[DATA EXTRACTS — start]
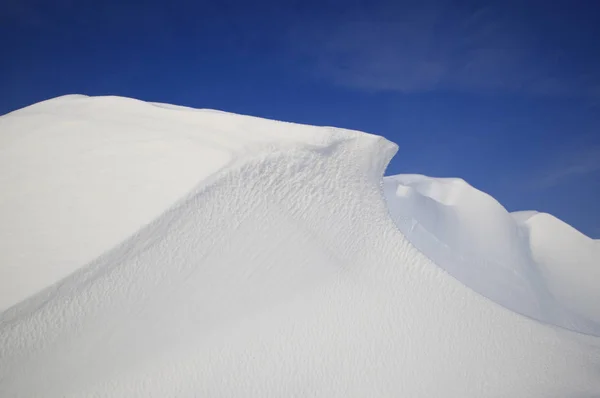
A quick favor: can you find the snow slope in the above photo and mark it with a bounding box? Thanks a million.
[383,174,600,335]
[1,95,599,397]
[0,95,344,311]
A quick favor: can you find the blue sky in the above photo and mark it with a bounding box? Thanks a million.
[2,0,599,237]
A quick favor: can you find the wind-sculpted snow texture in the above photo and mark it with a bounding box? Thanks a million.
[1,96,599,397]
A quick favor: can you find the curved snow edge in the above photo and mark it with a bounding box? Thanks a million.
[0,129,398,323]
[0,94,396,311]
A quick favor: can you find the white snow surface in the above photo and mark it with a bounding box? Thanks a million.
[383,175,600,334]
[1,95,599,397]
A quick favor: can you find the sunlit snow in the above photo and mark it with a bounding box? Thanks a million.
[1,95,599,397]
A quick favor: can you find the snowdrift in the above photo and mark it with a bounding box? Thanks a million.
[1,95,599,397]
[384,174,600,334]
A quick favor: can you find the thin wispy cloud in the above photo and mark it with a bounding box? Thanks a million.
[538,146,600,188]
[8,0,600,101]
[290,0,600,98]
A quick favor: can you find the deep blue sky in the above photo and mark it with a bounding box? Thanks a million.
[2,0,599,237]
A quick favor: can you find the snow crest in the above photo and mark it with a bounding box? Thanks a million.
[1,96,599,397]
[384,174,600,335]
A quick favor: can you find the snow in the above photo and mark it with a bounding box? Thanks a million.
[1,95,599,397]
[383,174,600,335]
[0,95,342,311]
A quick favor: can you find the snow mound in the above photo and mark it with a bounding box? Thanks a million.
[518,212,600,329]
[1,95,599,397]
[384,174,600,335]
[0,95,350,311]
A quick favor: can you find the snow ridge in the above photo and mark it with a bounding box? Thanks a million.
[383,174,600,335]
[1,95,599,397]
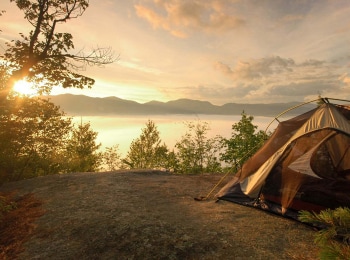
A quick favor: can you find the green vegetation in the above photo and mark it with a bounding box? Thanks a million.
[123,120,170,170]
[0,1,269,181]
[0,0,113,182]
[0,92,268,181]
[220,111,269,171]
[0,95,72,181]
[299,207,350,259]
[1,0,114,102]
[102,145,123,171]
[173,120,221,174]
[0,93,104,182]
[65,122,101,172]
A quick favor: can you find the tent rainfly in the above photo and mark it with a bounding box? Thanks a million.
[216,99,350,220]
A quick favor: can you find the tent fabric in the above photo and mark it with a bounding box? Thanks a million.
[216,102,350,220]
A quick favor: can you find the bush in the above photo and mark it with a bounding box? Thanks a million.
[299,207,350,259]
[174,120,222,174]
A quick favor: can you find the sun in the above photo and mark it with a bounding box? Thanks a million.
[13,80,38,96]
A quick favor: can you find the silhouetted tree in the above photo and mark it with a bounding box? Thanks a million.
[1,0,115,101]
[65,122,101,172]
[102,144,123,171]
[0,95,72,182]
[123,120,169,169]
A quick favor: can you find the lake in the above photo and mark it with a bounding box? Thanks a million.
[71,114,279,156]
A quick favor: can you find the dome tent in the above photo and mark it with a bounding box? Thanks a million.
[216,98,350,220]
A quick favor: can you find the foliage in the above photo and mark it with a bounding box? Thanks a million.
[123,120,169,170]
[0,95,72,182]
[65,122,101,172]
[220,111,269,170]
[299,207,350,259]
[1,0,115,101]
[102,144,123,171]
[174,120,222,174]
[0,1,114,180]
[0,195,17,221]
[0,67,104,180]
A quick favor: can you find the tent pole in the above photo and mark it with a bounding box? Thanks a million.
[196,97,350,202]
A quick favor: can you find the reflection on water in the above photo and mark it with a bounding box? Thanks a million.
[71,114,278,156]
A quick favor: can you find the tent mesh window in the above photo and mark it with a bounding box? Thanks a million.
[237,108,317,181]
[260,129,350,213]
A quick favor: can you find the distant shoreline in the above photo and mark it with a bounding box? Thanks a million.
[46,94,316,117]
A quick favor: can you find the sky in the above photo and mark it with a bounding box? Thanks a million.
[2,0,350,105]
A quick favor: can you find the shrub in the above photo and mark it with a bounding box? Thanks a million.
[299,207,350,259]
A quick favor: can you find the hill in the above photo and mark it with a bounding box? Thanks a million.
[46,94,316,116]
[0,171,319,259]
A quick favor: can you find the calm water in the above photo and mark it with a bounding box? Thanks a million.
[71,114,278,156]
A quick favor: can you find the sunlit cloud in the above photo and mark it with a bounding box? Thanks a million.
[340,73,350,85]
[211,55,350,103]
[214,56,296,81]
[118,60,162,75]
[135,0,245,38]
[3,0,350,104]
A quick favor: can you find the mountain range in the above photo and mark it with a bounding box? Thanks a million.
[46,94,316,117]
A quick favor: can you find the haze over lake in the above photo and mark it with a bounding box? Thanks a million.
[71,114,279,156]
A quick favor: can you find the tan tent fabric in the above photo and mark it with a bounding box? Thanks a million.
[294,103,350,139]
[240,103,350,197]
[240,148,284,197]
[217,101,350,220]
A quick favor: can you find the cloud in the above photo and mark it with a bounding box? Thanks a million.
[211,55,350,103]
[118,60,163,75]
[299,59,325,67]
[213,62,233,76]
[338,73,350,96]
[157,54,350,104]
[340,73,350,85]
[268,81,337,96]
[280,14,304,23]
[135,0,245,38]
[160,83,260,105]
[215,56,295,81]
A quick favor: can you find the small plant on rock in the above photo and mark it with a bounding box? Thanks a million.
[298,207,350,259]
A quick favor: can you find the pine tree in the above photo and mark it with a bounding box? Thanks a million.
[123,120,169,169]
[299,207,350,259]
[65,122,101,172]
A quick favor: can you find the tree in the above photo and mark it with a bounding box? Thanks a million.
[0,95,72,182]
[123,120,169,169]
[1,0,115,101]
[0,1,114,179]
[174,120,222,174]
[299,207,350,259]
[65,122,101,172]
[102,144,123,171]
[220,111,269,170]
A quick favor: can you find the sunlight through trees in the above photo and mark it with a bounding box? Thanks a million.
[1,0,115,101]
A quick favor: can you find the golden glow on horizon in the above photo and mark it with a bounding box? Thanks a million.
[13,80,38,96]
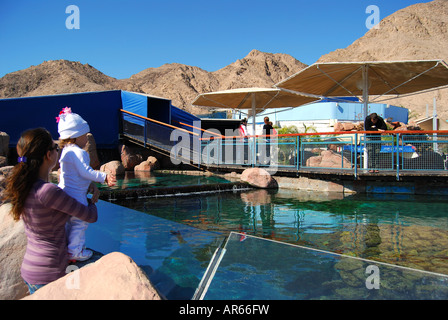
[DATA EXTRACTS — finish]
Recreate the listing above word for word, dropping each picture it contains.

A quick favor: can you find the snow slope in the above photo and mark it with a bounding box? Thanks a million.
[383,174,600,335]
[1,95,599,397]
[0,95,344,311]
A quick favor: can you find the blue sky in the above photo and mark it with a bounding box? Thanks a million.
[2,0,599,237]
A quick favor: can you find the wind-sculpted snow texture in the above photo and mark it with a bounding box? Thanks a million.
[1,96,599,397]
A quick favor: can you find the curved snow edge in the above photo and mark it with a bounding box? Thanks a million.
[0,129,398,323]
[0,94,396,311]
A quick favor: can you find the white snow surface in the above photo and mark it with a bounding box? Thanks a million.
[383,175,600,334]
[1,95,599,397]
A quick favor: can you find the sunlit snow in the above photo and mark it with a bounding box? Thanks a million.
[1,95,599,397]
A quick favor: can you find the snowdrift in the above photo and mark it with a bounding box? Thanks a million.
[1,95,599,397]
[384,174,600,334]
A quick favor: can you find the thin wispy cloud in the above photo and mark it with a bounding box? Thanks a million.
[538,146,600,188]
[8,0,600,101]
[290,0,600,98]
A quick favor: can you find the deep blue sky in the above photo and mark it with a bounding box? Thanks a million.
[2,0,599,237]
A quick favor: can you find the snow crest in the above photo and mark it with a bounding box? Thanks a million.
[1,96,599,397]
[384,174,600,335]
A quick favor: can you find the snow in the above photo and mark it with a bounding box? Thanks a million.
[1,95,599,397]
[383,174,600,335]
[0,95,342,311]
A quick favor: can you find the snow mound in the above photo and mark it with a bounding box? Thanks a million.
[518,212,600,329]
[1,95,599,397]
[384,174,600,335]
[0,95,350,311]
A quick favor: can you find the snow ridge in the above photo and mark it with a bounding box? Thanks a million.
[383,174,600,335]
[1,95,599,397]
A quick favor: can you find the green vegetation in the above photo and mark it with a bounding box? Thanks a million.
[123,120,170,170]
[0,1,269,181]
[0,0,113,182]
[0,92,268,181]
[220,111,269,171]
[0,95,72,181]
[299,207,350,259]
[1,0,114,102]
[102,145,123,171]
[173,120,221,174]
[0,93,104,182]
[65,122,101,172]
A quick favor: can you find the tent rainfly in the above photo and mark it with a bounding box? Thanks a million.
[216,99,350,220]
A quick favor: can you find the tent fabric in the above photo and mark it with a bounding box? Thanks a million.
[216,102,350,220]
A quick favor: can you find the bush in the above photo and mark it with a bounding box? Thanks a million.
[299,207,350,259]
[174,120,222,174]
A quick favor: can you find the sun in the above photo and mark it with a bounding box? Thanks a million.
[13,80,38,96]
A quick favor: can you find the silhouetted tree in the above photo and mark it with a bounding box? Thanks a million.
[1,0,115,101]
[65,122,101,172]
[102,144,123,171]
[0,95,72,182]
[123,120,169,169]
A quick favor: can you find the lake in the above photo and mark it with a bounding box? Thanks a million.
[71,114,279,156]
A quick favor: can you find the dome tent in the above photo and mark it with a bounding box? Thanks a million.
[216,98,350,220]
A quick favor: can you find the foliage in the above photo and mark it with a bounding box? Thanks a million.
[123,120,169,170]
[0,95,72,182]
[65,122,101,172]
[220,111,269,170]
[299,207,350,259]
[1,0,115,101]
[102,144,123,171]
[174,120,222,174]
[0,1,114,180]
[0,195,17,221]
[0,67,104,180]
A quick favor: can you find the tent pole in the above photo and mark it with a bounding box? Thanks a million.
[196,97,350,202]
A quick favor: can you find the reflection on water in the above photo and mark it with a bounding box? Thanks a million.
[71,114,278,156]
A quick favor: can you find the tent mesh window in the above photo and mark it with a bounding box? Thanks a million.
[237,108,317,181]
[260,129,350,213]
A quick favor: can you find the distant shoreline in the above photo and mark it with a bounding box? Thanks a million.
[46,94,316,117]
A quick favor: can you find the sky in the above photo and mark it with a bounding box? Thanks a million.
[2,0,350,105]
A quick favor: can you find the shrub in the above photo and mark it with a bounding box? Thanks a million.
[299,207,350,259]
A quick favor: can you find the hill in the above photo and mark it with a bounding box? Thanks a million.
[46,94,316,116]
[0,171,319,259]
A quick favor: can you find the calm water in the above photo and mark it with a bounding box? Thanks a million.
[71,114,278,156]
A quick favor: can you find the sunlit cloud in the above photo and mark it with a bounding box? Thanks a million.
[340,73,350,85]
[211,55,350,103]
[214,56,296,81]
[118,60,162,75]
[135,0,245,38]
[3,0,350,104]
A quick favor: can you find the mountain range in the above photo and mark it with a bounding box? Thanks a million.
[46,94,316,117]
A quick favor: can you find the haze over lake in the above photo and mark it with a bounding box? Thanks a million.
[71,114,279,156]
A quick favor: can you find the tan tent fabric in the above photo and mark it with a bounding box? Thanks a million.
[294,103,350,139]
[240,103,350,197]
[240,148,284,197]
[217,101,350,220]
A quick favor: can you find the cloud in the above photo and mark it with a bounding box? Thanks a million.
[211,55,350,103]
[118,60,163,75]
[299,59,325,67]
[213,62,233,76]
[338,73,350,96]
[157,54,350,104]
[340,73,350,85]
[268,81,337,96]
[280,14,304,23]
[135,0,245,38]
[160,83,260,105]
[215,56,295,81]
A quick favor: can you find the small plant on rock in the above photo and mark it with a bounding box? Thanks a million.
[298,207,350,259]
A quick favor: can you find the pine tree in the above photo and mark it with a bounding box? Thanks a million.
[123,120,169,169]
[299,207,350,259]
[65,122,101,172]
A quick favor: can you find the tree in the above photo and mark it with a bounding box? Thanks a million.
[0,95,72,182]
[123,120,169,169]
[1,0,115,101]
[0,1,114,179]
[174,120,222,174]
[299,207,350,259]
[65,122,101,172]
[102,144,123,171]
[220,111,269,170]
A quick favor: can you find the sunlight through trees in the above photo and mark it with a bounding box? Thanks a million.
[1,0,115,101]
A quick favor: can you find the golden glow on horizon in the above photo and mark it with a bounding box? Thanks a million.
[13,80,38,96]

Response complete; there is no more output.